- TEXT PASSAGE
Revealing the Molar Mass Dependence on Thermal, Microstructural, and Electrical Properties of Direct Arylation Polycondensation Prepared Poly(3-hexylthiophene)

Poly(3-hexylthiophene) (P3HT) is a "fruit fly" conjugated polymer in the field of organic electronics due to its simple chemical structure, decent photoelectric properties, and low cost. To date, the design of nonfullerene acceptors matching P3HT and the synthesis of high-quality P3HT via sustainable methods hold tremendous promises for advancing the P3HT solar cells. The use of P3HT via direct arylation polycondensation (DArP) has recently proven to be an efficient means for constructing efficient polythiophene solar cells, while the intrinsic properties of DArP prepared P3HT remain poorly understood, thus impeding further performance enhancements. Herein, six batches of P3HTs with weight-average molecular weights from 8.5 to 73.9 kg/mol were successfully synthesized via DArP, and multitechnique characterizations were employed to investigate the molecular weight effect of P3HT on its optical properties, crystallization behaviors, morphology, and electrical properties. P-52k with relatively high crystallinity and hole mobility was applied in photovoltaic devices matching a variant of the popular nonfullerene acceptor Y6. This photovoltaic combination afforded a good power conversion efficiency of over 7% in P3HT/nonfullerene solar cells. Importantly, this research not only provides insights into the physical properties of DArP prepared P3HT as a function of molecular weight but reveals the correlation between the key structure parameter and the electrical performance of P3HT for optoelectronic applications as well.

- DIRECTIONS
**1.** Quote the stretch of the P3HT abstract from "Revealing the Molar" through "Polycondensation Prepared Poly(3-hexylthiophene)".
**2.** Decide whether each statement agrees with the P3HT abstract, answering yes or no and quoting the words that settle it: (a) The P3HTs made via DArP had weight-average molecular weights from 8.5 to 73.9 kg/mol. (b) P-52k was paired with a fullerene acceptor in photovoltaic devices. (c) The intrinsic properties of DArP prepared P3HT are well understood.
The material that comes after the P3HT abstract is separate from it.

- INFORMATION PROVIDED

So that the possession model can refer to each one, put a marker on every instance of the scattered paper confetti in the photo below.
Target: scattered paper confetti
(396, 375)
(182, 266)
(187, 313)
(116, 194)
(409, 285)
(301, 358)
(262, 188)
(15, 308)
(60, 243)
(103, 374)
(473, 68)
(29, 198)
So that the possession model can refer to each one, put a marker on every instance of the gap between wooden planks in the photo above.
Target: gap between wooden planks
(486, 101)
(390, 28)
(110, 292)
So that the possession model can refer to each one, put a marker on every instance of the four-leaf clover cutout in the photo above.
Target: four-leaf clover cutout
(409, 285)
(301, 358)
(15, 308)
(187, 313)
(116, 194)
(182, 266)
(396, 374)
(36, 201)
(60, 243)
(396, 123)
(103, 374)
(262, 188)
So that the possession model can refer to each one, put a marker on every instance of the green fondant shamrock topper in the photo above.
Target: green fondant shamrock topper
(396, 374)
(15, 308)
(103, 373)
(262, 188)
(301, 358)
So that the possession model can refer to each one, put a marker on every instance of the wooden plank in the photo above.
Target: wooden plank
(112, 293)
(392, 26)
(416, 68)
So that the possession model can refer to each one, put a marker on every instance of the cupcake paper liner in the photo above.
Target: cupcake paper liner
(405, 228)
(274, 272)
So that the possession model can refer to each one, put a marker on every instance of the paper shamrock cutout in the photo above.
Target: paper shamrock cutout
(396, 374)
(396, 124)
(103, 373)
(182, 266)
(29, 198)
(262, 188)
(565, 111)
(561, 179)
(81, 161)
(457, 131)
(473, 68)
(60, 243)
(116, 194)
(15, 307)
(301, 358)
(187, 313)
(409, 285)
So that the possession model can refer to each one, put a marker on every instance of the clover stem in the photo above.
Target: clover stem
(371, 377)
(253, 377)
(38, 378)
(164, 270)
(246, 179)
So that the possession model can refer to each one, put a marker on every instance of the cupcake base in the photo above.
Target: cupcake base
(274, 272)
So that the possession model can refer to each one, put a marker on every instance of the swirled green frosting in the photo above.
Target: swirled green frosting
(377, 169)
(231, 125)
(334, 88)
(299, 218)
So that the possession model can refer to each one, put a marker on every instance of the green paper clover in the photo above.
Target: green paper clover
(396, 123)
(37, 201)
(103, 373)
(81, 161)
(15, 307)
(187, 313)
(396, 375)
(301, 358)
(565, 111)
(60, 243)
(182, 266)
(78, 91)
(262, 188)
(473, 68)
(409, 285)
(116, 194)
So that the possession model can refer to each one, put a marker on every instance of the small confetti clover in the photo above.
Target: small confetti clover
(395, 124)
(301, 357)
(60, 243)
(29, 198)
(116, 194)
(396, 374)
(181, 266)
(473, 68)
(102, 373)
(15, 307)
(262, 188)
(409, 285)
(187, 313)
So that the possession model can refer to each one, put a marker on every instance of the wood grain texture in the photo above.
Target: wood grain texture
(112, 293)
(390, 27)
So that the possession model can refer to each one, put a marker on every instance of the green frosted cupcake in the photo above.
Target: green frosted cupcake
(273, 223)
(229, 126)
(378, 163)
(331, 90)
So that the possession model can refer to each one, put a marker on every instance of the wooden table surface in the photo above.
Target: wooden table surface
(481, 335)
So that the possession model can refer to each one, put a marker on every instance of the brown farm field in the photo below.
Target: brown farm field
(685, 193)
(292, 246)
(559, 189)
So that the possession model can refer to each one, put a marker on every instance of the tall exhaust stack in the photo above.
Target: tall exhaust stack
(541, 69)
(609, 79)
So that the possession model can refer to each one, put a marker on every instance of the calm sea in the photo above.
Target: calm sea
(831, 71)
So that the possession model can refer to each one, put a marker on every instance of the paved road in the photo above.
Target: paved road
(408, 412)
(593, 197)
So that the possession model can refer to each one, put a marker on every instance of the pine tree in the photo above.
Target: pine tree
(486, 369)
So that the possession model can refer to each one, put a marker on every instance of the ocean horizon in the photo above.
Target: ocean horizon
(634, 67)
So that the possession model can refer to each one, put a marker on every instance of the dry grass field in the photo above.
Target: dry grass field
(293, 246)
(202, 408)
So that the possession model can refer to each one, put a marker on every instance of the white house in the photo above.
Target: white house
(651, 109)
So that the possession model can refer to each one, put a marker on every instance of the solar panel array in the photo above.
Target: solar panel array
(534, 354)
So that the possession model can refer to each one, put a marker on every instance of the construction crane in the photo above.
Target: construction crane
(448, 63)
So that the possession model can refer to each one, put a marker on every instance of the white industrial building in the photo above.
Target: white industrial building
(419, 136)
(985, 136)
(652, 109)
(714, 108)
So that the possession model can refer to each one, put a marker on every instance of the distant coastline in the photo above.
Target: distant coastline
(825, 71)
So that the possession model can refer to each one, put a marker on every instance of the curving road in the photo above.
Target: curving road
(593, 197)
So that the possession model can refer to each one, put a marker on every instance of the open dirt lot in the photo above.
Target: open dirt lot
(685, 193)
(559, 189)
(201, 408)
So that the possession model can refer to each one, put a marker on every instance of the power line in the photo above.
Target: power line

- OUTPUTS IN ORDER
**1.**
Revealing the Molar Mass Dependence on Thermal, Microstructural, and Electrical Properties of Direct Arylation Polycondensation Prepared Poly(3-hexylthiophene)

**2.**
(a) Yes: "six batches of P3HTs with weight-average molecular weights from 8.5 to 73.9 kg/mol were successfully synthesized via DArP"
(b) No: "P-52k with relatively high crystallinity and hole mobility was applied in photovoltaic devices matching a variant of the popular nonfullerene acceptor Y6"
(c) No: "the intrinsic properties of DArP prepared P3HT remain poorly understood"